### TASK OBJECTIVE:
Output exactly the lines between the line that contains "indicate the logo" and the last line of the material, counting both.

==== SUPPLIED MATERIAL

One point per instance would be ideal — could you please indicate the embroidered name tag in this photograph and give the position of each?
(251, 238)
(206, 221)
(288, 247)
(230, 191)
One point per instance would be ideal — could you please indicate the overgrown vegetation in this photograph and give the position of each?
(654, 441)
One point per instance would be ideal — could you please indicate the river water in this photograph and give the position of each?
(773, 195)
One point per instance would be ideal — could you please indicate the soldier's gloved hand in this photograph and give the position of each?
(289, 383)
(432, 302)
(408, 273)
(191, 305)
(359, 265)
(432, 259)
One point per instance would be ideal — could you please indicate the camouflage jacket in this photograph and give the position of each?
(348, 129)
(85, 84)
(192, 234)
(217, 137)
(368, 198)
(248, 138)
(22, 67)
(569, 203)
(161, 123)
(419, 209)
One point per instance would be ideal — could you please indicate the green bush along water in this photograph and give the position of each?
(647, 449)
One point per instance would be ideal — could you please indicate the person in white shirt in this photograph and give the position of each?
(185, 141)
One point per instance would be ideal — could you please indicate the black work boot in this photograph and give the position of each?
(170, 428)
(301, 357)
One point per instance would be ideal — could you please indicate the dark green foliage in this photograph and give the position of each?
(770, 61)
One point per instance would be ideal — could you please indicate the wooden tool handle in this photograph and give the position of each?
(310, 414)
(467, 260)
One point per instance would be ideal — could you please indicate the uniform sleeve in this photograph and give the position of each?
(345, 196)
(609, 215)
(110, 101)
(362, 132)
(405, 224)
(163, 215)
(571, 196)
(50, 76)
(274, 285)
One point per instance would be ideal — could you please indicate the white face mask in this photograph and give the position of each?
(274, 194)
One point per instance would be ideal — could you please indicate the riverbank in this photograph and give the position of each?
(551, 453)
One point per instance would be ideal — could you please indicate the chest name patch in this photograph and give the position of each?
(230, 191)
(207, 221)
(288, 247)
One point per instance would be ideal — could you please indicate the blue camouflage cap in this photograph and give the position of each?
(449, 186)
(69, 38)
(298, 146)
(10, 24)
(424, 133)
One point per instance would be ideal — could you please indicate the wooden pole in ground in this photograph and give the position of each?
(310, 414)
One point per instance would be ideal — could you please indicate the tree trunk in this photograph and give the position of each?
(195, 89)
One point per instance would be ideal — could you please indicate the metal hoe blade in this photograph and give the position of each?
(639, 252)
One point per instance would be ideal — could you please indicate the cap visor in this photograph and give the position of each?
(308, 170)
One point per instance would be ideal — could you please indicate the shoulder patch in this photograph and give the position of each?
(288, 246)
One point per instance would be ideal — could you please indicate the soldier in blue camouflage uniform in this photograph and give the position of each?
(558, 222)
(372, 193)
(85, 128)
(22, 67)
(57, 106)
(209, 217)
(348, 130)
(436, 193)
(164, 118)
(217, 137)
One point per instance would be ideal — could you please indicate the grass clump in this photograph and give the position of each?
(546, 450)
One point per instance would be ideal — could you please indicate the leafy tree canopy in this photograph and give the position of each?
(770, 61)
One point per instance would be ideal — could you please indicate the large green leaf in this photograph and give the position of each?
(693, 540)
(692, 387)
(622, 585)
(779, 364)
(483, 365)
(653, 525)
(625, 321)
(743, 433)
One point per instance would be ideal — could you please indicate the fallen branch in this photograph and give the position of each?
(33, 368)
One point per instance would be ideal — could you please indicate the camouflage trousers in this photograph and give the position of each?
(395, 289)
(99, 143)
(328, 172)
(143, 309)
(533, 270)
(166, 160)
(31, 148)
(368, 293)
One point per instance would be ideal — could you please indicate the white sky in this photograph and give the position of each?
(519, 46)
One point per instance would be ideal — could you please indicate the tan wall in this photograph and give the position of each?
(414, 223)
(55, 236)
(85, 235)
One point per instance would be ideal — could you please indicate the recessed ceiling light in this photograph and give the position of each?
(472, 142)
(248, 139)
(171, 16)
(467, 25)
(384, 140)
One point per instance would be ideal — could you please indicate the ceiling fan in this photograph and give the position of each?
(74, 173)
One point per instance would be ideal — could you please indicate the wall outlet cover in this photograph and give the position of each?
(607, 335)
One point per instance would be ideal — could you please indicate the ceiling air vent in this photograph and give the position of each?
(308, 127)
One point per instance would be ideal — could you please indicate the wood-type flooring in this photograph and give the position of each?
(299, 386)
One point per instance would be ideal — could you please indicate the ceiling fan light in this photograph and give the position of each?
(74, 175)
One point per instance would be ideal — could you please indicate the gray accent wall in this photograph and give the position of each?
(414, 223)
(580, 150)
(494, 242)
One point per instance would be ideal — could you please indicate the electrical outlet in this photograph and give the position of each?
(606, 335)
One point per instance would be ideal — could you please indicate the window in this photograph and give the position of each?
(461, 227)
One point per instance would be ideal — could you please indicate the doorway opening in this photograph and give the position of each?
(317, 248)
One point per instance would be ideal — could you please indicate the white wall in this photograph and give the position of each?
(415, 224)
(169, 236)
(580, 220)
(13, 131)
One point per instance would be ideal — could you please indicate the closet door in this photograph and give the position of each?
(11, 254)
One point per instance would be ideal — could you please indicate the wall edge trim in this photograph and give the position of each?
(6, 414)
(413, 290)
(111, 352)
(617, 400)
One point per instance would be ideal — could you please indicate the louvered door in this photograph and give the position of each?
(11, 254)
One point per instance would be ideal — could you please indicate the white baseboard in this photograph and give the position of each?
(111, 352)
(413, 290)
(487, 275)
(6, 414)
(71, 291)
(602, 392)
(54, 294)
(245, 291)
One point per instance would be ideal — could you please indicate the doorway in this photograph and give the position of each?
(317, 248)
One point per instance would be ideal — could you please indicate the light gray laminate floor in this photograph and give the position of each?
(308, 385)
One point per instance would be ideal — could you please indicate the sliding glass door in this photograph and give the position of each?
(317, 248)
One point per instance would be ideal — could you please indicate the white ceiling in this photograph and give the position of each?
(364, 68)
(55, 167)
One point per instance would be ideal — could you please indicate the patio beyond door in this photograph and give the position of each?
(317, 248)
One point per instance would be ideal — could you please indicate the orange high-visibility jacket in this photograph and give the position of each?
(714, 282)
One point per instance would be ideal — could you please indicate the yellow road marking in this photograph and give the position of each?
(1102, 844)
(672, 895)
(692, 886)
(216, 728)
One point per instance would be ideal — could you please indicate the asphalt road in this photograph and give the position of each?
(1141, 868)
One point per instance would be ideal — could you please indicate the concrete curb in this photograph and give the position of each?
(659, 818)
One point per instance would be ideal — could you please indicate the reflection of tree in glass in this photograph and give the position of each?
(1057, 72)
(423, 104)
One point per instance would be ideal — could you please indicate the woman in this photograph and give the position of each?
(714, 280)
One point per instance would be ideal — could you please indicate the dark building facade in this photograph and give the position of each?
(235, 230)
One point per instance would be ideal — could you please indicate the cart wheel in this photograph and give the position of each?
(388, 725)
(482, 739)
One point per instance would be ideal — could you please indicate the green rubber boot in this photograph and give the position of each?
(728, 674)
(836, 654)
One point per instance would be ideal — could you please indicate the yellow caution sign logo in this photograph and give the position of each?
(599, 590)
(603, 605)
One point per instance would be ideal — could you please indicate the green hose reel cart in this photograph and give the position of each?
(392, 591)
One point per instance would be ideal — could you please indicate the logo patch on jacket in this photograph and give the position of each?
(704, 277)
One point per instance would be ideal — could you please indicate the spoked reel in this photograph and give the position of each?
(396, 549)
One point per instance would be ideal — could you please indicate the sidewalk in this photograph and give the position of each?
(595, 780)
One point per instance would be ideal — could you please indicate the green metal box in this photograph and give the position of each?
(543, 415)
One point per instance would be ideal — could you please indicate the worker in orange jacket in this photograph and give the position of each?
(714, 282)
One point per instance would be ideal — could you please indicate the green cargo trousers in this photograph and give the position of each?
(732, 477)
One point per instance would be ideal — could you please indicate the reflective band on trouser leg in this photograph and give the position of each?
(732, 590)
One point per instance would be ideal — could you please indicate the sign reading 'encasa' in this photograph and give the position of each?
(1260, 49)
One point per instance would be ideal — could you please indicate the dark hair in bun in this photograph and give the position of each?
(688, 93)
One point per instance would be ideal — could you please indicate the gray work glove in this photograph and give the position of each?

========

### FINISHED EXERCISE:
One point per instance would be ideal — could you please indicate the logo patch on jacket in this photograph and give the position of each?
(704, 277)
One point per instance would be ideal — could you please indicate the spoked reel in this photograph and give the position of each?
(396, 549)
One point per instance would be ideal — could you please indicate the sidewalk in this photograph and give the position of each?
(595, 780)
One point per instance would be ideal — could you please indicate the green metal box in this photograph and give the position of each?
(543, 415)
One point per instance would be ideal — could you please indicate the worker in orange jacket in this photograph and give the position of each?
(714, 282)
One point per instance would be ideal — could you please indicate the green cargo trousers in this photograph and give the position of each?
(732, 477)
One point per instance would be ideal — could you please indicate the reflective band on trouser leg in this photograph and give the position of each?
(732, 590)
One point per instance would be ideal — could you please indicate the sign reading 'encasa' in this photograph and give the position of each?
(1260, 49)
One point per instance would be ideal — could you please indicate the dark hair in bun in this photograph and give the position of each?
(688, 93)
One point per instance would be ideal — could you please indicate the gray work glove in this photograph and give the position of each?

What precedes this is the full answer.